=== Given data ===

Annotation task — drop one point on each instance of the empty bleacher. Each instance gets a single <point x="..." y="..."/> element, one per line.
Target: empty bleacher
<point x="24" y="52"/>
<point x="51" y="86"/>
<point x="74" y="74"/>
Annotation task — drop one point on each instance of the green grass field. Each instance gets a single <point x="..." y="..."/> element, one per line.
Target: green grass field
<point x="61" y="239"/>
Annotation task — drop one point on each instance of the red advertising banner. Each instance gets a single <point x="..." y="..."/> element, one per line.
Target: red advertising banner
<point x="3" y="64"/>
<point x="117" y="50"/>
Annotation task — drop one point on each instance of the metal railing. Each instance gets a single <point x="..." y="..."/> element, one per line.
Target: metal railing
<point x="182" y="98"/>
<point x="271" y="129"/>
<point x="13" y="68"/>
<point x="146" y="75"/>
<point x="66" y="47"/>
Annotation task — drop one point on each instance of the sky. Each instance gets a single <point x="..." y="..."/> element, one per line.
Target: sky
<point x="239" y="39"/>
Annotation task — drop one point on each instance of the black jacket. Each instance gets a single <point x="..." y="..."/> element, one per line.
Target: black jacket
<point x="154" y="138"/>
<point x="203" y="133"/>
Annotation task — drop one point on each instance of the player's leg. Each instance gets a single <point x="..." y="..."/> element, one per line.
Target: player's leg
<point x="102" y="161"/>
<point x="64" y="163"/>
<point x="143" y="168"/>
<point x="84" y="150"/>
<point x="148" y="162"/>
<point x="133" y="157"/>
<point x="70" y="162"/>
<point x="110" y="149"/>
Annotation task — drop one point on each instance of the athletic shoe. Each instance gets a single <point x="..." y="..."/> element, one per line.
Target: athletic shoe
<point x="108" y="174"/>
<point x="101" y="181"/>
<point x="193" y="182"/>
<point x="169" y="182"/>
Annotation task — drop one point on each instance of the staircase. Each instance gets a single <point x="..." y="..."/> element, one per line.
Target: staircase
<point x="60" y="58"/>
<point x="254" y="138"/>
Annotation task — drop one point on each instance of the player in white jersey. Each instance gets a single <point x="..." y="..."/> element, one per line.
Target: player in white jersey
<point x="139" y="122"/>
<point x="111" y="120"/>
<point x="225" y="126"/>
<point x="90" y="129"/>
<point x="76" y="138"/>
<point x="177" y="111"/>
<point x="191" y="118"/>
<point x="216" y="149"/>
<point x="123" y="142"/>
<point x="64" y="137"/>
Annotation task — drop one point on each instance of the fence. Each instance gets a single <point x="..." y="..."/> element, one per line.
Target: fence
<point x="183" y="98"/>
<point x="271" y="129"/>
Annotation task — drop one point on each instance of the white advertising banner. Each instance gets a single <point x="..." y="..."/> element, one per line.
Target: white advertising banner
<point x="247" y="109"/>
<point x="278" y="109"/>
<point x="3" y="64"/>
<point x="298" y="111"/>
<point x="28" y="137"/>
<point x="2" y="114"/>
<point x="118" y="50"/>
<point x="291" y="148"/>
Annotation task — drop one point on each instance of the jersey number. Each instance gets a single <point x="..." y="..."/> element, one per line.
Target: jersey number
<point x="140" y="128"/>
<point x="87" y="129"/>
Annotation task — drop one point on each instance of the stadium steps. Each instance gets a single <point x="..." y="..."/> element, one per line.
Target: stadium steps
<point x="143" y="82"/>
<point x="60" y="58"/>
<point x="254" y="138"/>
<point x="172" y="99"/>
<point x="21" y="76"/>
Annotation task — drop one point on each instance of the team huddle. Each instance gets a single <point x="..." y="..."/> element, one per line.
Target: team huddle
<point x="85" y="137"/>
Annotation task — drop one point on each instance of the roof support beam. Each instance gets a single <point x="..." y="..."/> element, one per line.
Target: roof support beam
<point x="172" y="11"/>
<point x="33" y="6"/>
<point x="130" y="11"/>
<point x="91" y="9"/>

===

## Exercise description
Reproduce the lines of the records exactly, from the first one through the line that contains "the red advertising".

## Answer box
Annotation task — drop one point on each instance of the empty bleacher. Each instance gets a single <point x="..." y="..."/> element, one per line.
Target: empty bleacher
<point x="24" y="52"/>
<point x="51" y="86"/>
<point x="74" y="74"/>
Annotation task — drop one point on each instance of the green grass field. Each instance gets a single <point x="..." y="..."/> element, one per line.
Target: green grass field
<point x="61" y="239"/>
Annotation task — drop one point on each instance of the red advertising banner. Each instance gets a single <point x="..." y="..."/> element, one per line.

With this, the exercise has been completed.